>> START DATASET RECORDS

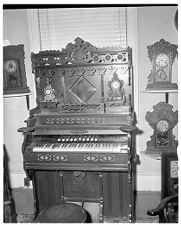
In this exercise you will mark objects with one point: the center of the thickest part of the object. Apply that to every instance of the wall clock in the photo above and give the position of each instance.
(14, 76)
(162, 120)
(169, 174)
(162, 55)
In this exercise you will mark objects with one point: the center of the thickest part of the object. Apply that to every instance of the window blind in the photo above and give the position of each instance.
(103, 26)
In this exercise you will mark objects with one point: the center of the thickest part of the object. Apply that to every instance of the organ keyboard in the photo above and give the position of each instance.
(78, 143)
(110, 147)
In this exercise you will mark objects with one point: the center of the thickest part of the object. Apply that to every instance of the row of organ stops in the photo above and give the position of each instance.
(100, 147)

>> END DATASET RECORDS

• WHAT THE EXERCISE ASKS
Rewrite the listing above, replacing "thickest part" with "widest part" everywhere and leaving everything else unchanged. Omit the pictures from your answer.

• ANSWER TO THE TASK
In this exercise you will mark objects with one point: the center of the widest part of the object. Apply that to every instance of the wall clock in the photo above and give the position of each instance.
(14, 76)
(162, 120)
(169, 174)
(162, 55)
In this exercise you will mark objects with one point: the center of the widest part of the object. Apply that to every instance of the window blind in the photo above and give the position of each instance.
(103, 26)
In this exercise you will mark objects with one point: the center of the widest part of the object. Apply that to every instance of the organ keyboard in the photo above and give the position of each instance.
(78, 143)
(110, 147)
In this exercise you will mark objects with one point: the center of the widest part of the object. Apply that to every instance of the row of organ stops in the photo above and give the position of each instance.
(100, 147)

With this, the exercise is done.